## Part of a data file
==================================================

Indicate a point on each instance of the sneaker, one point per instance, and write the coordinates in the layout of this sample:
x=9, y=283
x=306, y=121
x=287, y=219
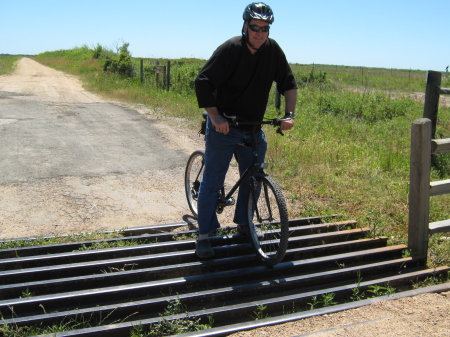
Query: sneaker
x=203, y=249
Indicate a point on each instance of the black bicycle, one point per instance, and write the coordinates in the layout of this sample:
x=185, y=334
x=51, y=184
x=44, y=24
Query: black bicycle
x=266, y=211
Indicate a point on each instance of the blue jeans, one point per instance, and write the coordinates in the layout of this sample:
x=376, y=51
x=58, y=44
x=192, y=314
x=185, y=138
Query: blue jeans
x=219, y=150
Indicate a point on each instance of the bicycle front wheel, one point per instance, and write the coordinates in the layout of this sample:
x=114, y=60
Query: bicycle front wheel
x=268, y=220
x=193, y=176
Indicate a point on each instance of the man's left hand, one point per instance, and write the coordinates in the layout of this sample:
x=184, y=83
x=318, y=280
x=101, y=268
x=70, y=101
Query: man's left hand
x=287, y=124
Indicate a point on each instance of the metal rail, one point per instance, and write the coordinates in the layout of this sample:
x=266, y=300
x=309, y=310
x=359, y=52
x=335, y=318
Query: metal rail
x=115, y=289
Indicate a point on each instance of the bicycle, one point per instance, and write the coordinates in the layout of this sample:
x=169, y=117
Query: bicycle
x=266, y=207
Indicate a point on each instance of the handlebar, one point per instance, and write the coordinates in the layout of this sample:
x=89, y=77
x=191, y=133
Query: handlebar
x=275, y=122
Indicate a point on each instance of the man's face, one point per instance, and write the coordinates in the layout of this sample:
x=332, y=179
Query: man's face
x=257, y=38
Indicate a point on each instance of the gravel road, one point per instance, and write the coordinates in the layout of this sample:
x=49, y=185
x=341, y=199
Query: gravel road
x=71, y=161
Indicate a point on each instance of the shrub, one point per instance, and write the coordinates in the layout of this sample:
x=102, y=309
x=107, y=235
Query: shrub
x=120, y=64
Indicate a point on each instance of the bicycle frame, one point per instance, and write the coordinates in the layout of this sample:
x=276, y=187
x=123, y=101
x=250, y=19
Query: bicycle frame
x=254, y=167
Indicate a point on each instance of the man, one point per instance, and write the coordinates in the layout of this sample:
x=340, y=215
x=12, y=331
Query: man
x=236, y=81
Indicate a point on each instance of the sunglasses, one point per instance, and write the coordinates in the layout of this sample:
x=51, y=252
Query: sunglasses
x=256, y=28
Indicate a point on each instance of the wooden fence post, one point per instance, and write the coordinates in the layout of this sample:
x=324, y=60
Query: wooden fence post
x=419, y=188
x=431, y=105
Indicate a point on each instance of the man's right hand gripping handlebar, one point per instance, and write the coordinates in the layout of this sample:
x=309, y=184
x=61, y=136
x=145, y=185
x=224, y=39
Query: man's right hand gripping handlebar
x=220, y=123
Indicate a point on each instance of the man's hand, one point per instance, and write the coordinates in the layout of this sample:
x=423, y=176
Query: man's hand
x=287, y=124
x=220, y=124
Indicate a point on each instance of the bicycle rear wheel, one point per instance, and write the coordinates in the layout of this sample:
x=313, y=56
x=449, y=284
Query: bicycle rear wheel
x=193, y=176
x=268, y=220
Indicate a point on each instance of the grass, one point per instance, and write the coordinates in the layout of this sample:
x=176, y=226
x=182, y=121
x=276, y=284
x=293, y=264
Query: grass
x=349, y=151
x=7, y=63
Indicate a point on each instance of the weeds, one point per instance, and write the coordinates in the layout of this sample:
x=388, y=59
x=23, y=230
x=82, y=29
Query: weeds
x=175, y=326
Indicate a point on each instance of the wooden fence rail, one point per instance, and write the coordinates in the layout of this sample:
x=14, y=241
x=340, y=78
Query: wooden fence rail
x=423, y=147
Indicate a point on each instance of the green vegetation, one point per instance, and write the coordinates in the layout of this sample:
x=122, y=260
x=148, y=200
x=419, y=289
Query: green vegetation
x=349, y=151
x=164, y=327
x=7, y=63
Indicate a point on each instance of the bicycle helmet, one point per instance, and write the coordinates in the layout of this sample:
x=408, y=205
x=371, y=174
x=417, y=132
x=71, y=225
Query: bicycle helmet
x=258, y=11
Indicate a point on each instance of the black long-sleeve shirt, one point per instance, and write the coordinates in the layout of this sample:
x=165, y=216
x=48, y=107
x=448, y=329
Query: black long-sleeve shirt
x=238, y=82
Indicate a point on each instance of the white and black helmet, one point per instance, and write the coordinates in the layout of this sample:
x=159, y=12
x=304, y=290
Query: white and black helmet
x=258, y=11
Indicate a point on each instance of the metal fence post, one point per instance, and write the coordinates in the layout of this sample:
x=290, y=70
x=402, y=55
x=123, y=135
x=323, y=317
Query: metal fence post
x=431, y=105
x=419, y=188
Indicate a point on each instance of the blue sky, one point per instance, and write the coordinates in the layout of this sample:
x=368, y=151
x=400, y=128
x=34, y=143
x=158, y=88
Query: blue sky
x=407, y=34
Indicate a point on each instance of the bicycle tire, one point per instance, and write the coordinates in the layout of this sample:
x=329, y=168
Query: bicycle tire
x=193, y=175
x=268, y=220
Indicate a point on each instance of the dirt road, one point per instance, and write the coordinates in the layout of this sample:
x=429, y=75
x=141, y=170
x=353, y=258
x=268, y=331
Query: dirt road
x=110, y=188
x=71, y=162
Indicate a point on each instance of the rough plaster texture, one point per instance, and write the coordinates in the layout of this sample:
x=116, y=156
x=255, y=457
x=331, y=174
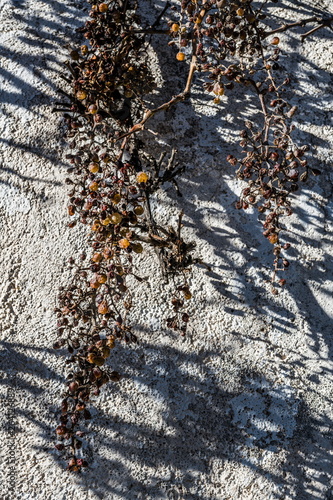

==================================================

## What is being asked
Pull every line of the records above into your answer word for word, leaving out the pictures.

## Result for this exercise
Indicate a point on each instance of the sneaker, one point per instance, and write the coordinates in the layout of this sample:
x=9, y=283
x=306, y=121
x=287, y=219
Query: sneaker
x=203, y=249
Indicate a point on each instance of the black bicycle, one point per instance, and write the coordinates in the layout of this sample:
x=185, y=334
x=51, y=184
x=44, y=24
Query: black bicycle
x=266, y=211
Indicate a point on each instance of the blue jeans, one point per instance, and write the coordinates in the layout of this sample:
x=376, y=51
x=58, y=44
x=192, y=314
x=185, y=138
Query: blue jeans
x=219, y=150
Indicate a point on each instance of the bicycle front wheel, one point per instance, and write the coordinates in the layout of this sample:
x=114, y=60
Query: bicycle front wheel
x=268, y=220
x=193, y=176
Indicate a point on each instance of the man's left hand, one point per instance, and write the coordinates in the layout of this sample:
x=184, y=83
x=318, y=280
x=101, y=268
x=70, y=101
Query: man's left hand
x=287, y=124
Indicate a point on each instance of the metal rail, one point per instance, and write the coordinates in the layout of this sample:
x=266, y=300
x=309, y=310
x=359, y=52
x=335, y=318
Query: metal rail
x=115, y=289
Indicate a point on each instance of the bicycle, one point per instance, and write the coordinates in the layout of this sample:
x=169, y=117
Query: bicycle
x=266, y=207
Indicate a point on each instance of the handlebar, one point per instance, and write the coordinates in the layout of this sample:
x=89, y=77
x=191, y=133
Query: handlebar
x=275, y=122
Indicate a point on each instance of the man's face, one point per instance, and write the coordinates in the layout of this sample:
x=332, y=179
Query: man's face
x=257, y=38
Indicate a point on each instance of the gravel road, one point per instance, and write the coordinates in the layout of this sample:
x=49, y=185
x=341, y=199
Query: gravel road
x=71, y=161
Indicate a point on each instance of the shrub, one point per instance, and write the coordinates in the layout of this sample:
x=102, y=309
x=107, y=235
Query: shrub
x=120, y=64
Indicate a point on each instance of the bicycle frame, one point per instance, and write the coordinates in the layout of this sample:
x=276, y=187
x=123, y=101
x=250, y=19
Query: bicycle frame
x=254, y=167
Indicate a point on each instance of the man, one point per instance, and write the coordinates in the layout of this sample:
x=340, y=215
x=12, y=331
Query: man
x=236, y=81
Indicate a point on each instance of the sunglasses, one point per instance, and write the coordinates in the layout of this sample:
x=51, y=252
Query: sunglasses
x=256, y=28
Indicate a point on each instance of the wooden fence post, one point per instance, and write the coordinates in the layout of this sample:
x=324, y=60
Query: wooden fence post
x=419, y=188
x=431, y=105
Indicate a point on each instance of the man's right hand gripping handlebar, one point per instance, and write the coordinates in the layout of this sample:
x=309, y=184
x=61, y=136
x=145, y=185
x=224, y=39
Query: man's right hand gripping handlebar
x=220, y=123
Indicate a point on each instance of the man's hand, one point per instance, and write the coordinates in the layout of this sample:
x=423, y=176
Query: man's hand
x=287, y=124
x=220, y=124
Indicate a point on each instance of the bicycle rear wheel, one point per instance, and write the coordinates in the layout of this sample:
x=313, y=56
x=449, y=284
Query: bicycle rear wheel
x=193, y=176
x=268, y=220
Indicate a point on each instance of the grass, one point per instance, and write the coordinates in the layout of this sample:
x=176, y=226
x=182, y=121
x=276, y=284
x=293, y=264
Query: grass
x=349, y=151
x=7, y=63
Indicate a point on each instance of the weeds, one point per instance, and write the coordinates in the layout of this sample:
x=388, y=59
x=23, y=230
x=82, y=29
Query: weeds
x=175, y=326
Indicate a point on each instance of the wooden fence rail, one point per instance, and write the coordinates in the layout of this sample:
x=14, y=241
x=340, y=78
Query: wooden fence rail
x=423, y=147
Indicate a point on each instance of the green vegetation, one point per instance, and write the coordinates in the layout of this sample:
x=122, y=260
x=148, y=200
x=419, y=289
Query: green vegetation
x=349, y=151
x=164, y=327
x=7, y=63
Indicate a point on each instance of the bicycle helmet, one point per instance, and write the coordinates in the layout of this sample:
x=408, y=205
x=371, y=174
x=417, y=132
x=71, y=225
Query: bicycle helmet
x=258, y=11
Indicate a point on each instance of the black long-sleeve shirt, one point per instance, and write the coordinates in the layout of this sample:
x=165, y=216
x=48, y=107
x=448, y=329
Query: black long-sleeve shirt
x=238, y=82
Indicate a point on each instance of the white and black helmet, one point per instance, and write the coordinates in the layout of this sample:
x=159, y=12
x=304, y=290
Query: white and black helmet
x=258, y=11
Indicate a point on each instance of the metal fence post, one point per instance, and write the coordinates in the layout of this sample:
x=290, y=70
x=402, y=55
x=123, y=135
x=323, y=317
Query: metal fence post
x=431, y=105
x=419, y=188
Indicate a point on each instance of the blue sky, one point per instance, and write the coordinates in the layout of this sample:
x=368, y=151
x=400, y=128
x=34, y=143
x=158, y=88
Query: blue sky
x=407, y=34
Indicate a point on each instance of the bicycle tire, one point per instance, and write the coordinates in the layout of this sample:
x=329, y=168
Query: bicycle tire
x=193, y=175
x=268, y=220
Indicate a point on each instance of the dirt road, one point per instance, and write the coordinates in the layout of this sample:
x=429, y=75
x=141, y=170
x=353, y=258
x=268, y=331
Query: dirt road
x=110, y=188
x=71, y=162
Indicate a point on each instance of the rough plaster texture, one point per instance, and write the coordinates in the layout of this sample:
x=116, y=156
x=255, y=457
x=331, y=174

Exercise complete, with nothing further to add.